- [Problem to solve] Determine how many lines in the items below contain the word "tail", and reply with the number alone.
>> Start Given information
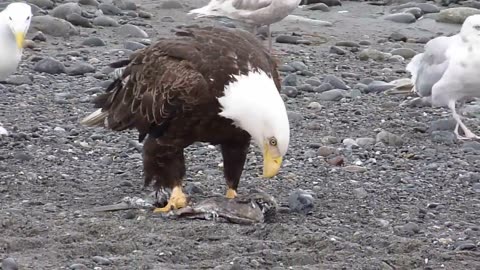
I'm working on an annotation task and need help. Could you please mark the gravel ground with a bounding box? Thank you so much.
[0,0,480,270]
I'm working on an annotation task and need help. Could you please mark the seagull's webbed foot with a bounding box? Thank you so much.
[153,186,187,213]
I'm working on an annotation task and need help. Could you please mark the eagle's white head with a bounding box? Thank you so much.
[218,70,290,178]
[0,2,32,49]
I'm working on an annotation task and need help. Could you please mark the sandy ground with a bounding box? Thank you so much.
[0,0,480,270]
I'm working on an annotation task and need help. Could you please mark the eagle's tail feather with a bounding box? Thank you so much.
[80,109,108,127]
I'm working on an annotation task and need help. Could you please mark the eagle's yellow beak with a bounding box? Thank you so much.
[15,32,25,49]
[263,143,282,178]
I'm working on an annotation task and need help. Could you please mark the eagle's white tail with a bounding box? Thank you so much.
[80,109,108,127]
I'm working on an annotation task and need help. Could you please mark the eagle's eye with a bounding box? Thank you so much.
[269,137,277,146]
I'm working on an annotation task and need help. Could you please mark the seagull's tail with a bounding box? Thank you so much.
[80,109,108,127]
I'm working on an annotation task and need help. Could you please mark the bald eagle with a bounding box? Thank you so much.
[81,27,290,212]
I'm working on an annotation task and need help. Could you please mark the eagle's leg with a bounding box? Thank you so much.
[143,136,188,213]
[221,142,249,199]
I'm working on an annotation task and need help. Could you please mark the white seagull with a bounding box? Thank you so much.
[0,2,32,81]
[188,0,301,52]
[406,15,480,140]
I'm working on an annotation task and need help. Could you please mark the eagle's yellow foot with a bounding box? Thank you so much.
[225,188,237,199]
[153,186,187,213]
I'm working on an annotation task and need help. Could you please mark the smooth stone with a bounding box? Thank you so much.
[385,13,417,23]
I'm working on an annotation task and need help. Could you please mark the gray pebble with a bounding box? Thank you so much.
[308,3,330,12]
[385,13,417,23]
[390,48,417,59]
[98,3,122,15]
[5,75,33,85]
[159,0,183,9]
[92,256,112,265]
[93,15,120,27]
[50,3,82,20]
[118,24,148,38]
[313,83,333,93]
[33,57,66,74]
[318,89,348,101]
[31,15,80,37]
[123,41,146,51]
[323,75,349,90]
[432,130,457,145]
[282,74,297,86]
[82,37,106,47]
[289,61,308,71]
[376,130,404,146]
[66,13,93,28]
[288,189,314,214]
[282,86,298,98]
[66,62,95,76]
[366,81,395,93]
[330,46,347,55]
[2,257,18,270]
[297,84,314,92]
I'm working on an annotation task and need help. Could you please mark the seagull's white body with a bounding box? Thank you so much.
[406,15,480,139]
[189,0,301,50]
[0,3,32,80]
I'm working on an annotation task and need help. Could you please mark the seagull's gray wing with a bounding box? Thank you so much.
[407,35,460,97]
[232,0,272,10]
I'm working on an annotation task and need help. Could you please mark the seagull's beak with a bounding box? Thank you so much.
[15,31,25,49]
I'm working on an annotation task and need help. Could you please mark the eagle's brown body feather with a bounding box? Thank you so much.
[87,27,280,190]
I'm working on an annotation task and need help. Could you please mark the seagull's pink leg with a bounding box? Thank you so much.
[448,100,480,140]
>> End Given information
>> Start Given information
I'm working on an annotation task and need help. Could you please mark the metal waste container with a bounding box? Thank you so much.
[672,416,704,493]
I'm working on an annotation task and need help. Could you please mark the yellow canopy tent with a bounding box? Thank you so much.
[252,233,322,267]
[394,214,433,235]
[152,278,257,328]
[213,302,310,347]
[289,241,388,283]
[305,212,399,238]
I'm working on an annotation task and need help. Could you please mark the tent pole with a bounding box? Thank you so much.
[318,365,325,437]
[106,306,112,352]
>> End Given information
- [Response below] 3